# Extract provided
* * * * * * * * *

Counting Costs

Comic-about-money

Me, except instead of packets of sugar and ketchup I have a free banana from my staff meeting today and twenty tomatoes from last summer in my freezer

After my last post on the Benedict Option, which netted me a few new followers (hurrah! And if you’re reading this, welcome!), I felt as though I needed to live up to my status as a thought-provoking writer, and write a thought-provoking post.

This post is not that.

One goal of this blog is to engage with larger, thoughtful conversations, like that surrounding the Benedict Option. Another goal is simply to chew through the daily experience of living, and this post falls into that category.

I’ve been working through my budget lately.

A few years ago, I caught myself running short on food money every month, so I limited myself to a certain amount per week: between $40 and $50, for just me. (This sounds high, but when I compare it to USDA stats, I realize it’s about average.) Using a set amount of cash to pay for food-related expenses has stabilized my food spending.

But I’ve also been burning through $200 on “miscellaneous”, which I find difficult to track and keep in check. Curious where the money all went, I tracked my food expenses in April and my miscellaneous expenses in May. The results were illuminating, and embarrassing

Some miscellaneous funds go in big chunks. In May, for my birthday I received an excellent coupon for Mary Kay products, and so I spent nearly $50 on makeup, all at once. More concerning are the little expenses, which add up slowly:

  • Gum: $16.00
  • Nuts: $16.00
  • Yogurt-covered pretzels: $5.00
  • Library fines: $9.00
  • Plants: $20.00
  • Random fun stuff (a pretty teacup here, a few books there, some chocolates): $25.00

For several years now I’ve been increasingly aware of the consumerist society we live in, and upset by its dominance over our lives; through reading Wendell Berry and others, I’ve noticed how shopping helps not only fill up our free hours by also defines who we are. (We’re the kind of person who shops at the farmers’ market or only buys free trade, we go church shopping and career shopping, and we devote hours to websites such as Pinterest which are essentially geared to get us to buy stuff.)

And I’ve liked to think that I’m above the consumerist society. After all, I haven’t had a new pair of jeans in three or four years, and I almost never go out to eat.

* * * * * * * * *

# Exercise data
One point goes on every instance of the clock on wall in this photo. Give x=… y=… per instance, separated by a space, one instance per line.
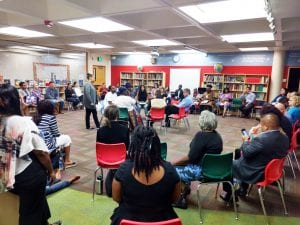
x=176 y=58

* * * * * * * * *

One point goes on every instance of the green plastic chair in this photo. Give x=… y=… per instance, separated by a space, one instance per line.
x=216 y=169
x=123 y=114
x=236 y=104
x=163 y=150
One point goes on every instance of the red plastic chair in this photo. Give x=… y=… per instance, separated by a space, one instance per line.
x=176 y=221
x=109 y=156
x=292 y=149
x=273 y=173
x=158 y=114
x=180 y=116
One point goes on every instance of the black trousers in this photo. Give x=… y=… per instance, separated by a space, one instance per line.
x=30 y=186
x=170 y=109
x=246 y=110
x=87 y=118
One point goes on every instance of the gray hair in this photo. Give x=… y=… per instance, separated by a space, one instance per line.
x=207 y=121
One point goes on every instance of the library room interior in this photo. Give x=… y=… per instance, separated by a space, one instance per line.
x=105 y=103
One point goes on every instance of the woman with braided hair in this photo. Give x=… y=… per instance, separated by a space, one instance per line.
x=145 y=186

* * * * * * * * *

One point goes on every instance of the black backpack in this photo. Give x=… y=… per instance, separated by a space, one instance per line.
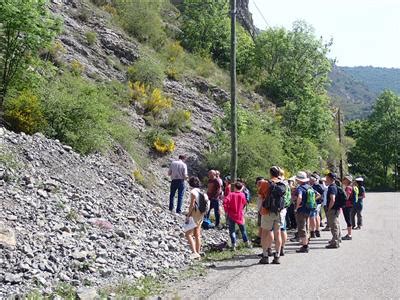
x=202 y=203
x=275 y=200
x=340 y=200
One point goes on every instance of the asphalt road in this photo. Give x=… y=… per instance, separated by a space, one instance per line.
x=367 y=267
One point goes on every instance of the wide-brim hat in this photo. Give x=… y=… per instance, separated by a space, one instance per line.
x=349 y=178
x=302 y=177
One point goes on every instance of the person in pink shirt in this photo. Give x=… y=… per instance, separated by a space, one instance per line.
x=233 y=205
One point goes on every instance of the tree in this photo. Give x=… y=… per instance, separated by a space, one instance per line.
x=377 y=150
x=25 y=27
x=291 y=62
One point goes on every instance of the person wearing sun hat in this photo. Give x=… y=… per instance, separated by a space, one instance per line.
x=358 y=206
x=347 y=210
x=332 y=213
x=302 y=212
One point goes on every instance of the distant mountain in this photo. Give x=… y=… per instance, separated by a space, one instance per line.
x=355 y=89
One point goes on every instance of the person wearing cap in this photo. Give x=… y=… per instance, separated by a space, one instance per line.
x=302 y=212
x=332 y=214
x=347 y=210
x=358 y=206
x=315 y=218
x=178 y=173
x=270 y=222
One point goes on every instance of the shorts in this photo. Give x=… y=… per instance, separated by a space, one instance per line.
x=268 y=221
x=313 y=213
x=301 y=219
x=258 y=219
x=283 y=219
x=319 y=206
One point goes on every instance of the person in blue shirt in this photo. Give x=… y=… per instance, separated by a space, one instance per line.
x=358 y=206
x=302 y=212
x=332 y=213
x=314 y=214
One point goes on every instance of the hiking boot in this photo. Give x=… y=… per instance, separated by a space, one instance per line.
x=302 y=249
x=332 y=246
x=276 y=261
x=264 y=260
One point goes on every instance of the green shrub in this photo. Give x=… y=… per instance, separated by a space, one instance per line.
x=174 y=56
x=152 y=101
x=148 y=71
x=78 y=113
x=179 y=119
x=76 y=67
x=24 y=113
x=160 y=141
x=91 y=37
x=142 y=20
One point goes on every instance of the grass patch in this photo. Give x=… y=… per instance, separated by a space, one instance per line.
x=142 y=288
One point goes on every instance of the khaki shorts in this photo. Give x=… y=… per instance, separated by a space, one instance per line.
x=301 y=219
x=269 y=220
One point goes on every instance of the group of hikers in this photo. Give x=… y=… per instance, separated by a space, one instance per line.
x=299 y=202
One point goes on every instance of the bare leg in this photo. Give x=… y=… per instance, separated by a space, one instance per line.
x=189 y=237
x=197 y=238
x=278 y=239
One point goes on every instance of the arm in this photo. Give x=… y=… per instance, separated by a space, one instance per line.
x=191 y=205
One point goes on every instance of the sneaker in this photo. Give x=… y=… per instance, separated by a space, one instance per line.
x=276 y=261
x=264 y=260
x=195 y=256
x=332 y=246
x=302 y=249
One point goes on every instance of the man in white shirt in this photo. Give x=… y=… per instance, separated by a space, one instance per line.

* * * * * * * * *

# Stated task 1
Could you write out, word for word, the rows starting at the line containing "One point goes on every instance of the arm" and ending at the line containing "One point goes on every instance of the man", with both of those lines included?
# Stated task 2
How might the budgeting post go on? Write what comes next after its final sentence.
The budgeting post and the rows are unrelated material.

# Written response 1
One point goes on every instance of the arm in this photo. Give x=… y=… per instance, separated by a space, one instance per line.
x=191 y=205
One point goes on every instance of the sneaker in this photo. Give x=… y=… per instance, separated by a space, one instance per line.
x=276 y=261
x=264 y=260
x=195 y=256
x=332 y=246
x=302 y=249
One point goes on every instance of the man in white shirt in this photo. Give x=… y=… per instance, separated by a space, one instance per line.

# Written response 2
But looking at my spending makes me wonder if that’s true. After all, why else would I spent half a week’s food budget on teacups and chocolate if I didn’t feel that having stuff made my life better? And there are weeks when I catch myself stopping at every shop, looking around for good things.

Look at the plants expense in particular. I like to be surrounded by beautiful things; I get one petunia, and immediately I want three more petunias. Right now I’m growing one pot of basil and wondering whether I should purchase a second pot in case something happens to the first. There’s always the desire to have more. 

And so it’s my goal to make do with less, to remember that having a satisfying life has nothing to do with how much stuff I have. This is easy to say, easy to pay lip service to, but surprisingly difficult to do.

I’m not entirely sure how this will work, though I have a few ideas. Maybe instead of daytripping to a city I’ll take my journal and a book to a local park. Maybe instead of shopping around in secondhand stores, I’ll organize my yarn collection. I’ll be more home, I’ll go on more walks, I’ll find the beauty in the everyday and not always be looking for something new.

I read a book recently, Acedia & Its Discontents, and it argued that when we’re bored, when we’re weary of our work, the cure is not to throw off the work and go do something exciting; we must, like the ancient monks, keep at the tasks we are set. This is my hope: that rather than seeking out excitement in the city, I keep at my task here, and find joy in my home, quiet though it is with just me.

I may also cut back on certain forms of media consumption. Useful as websites like Pinterest are, the fact remains that all those pretty pictures make me want to buy more stuff.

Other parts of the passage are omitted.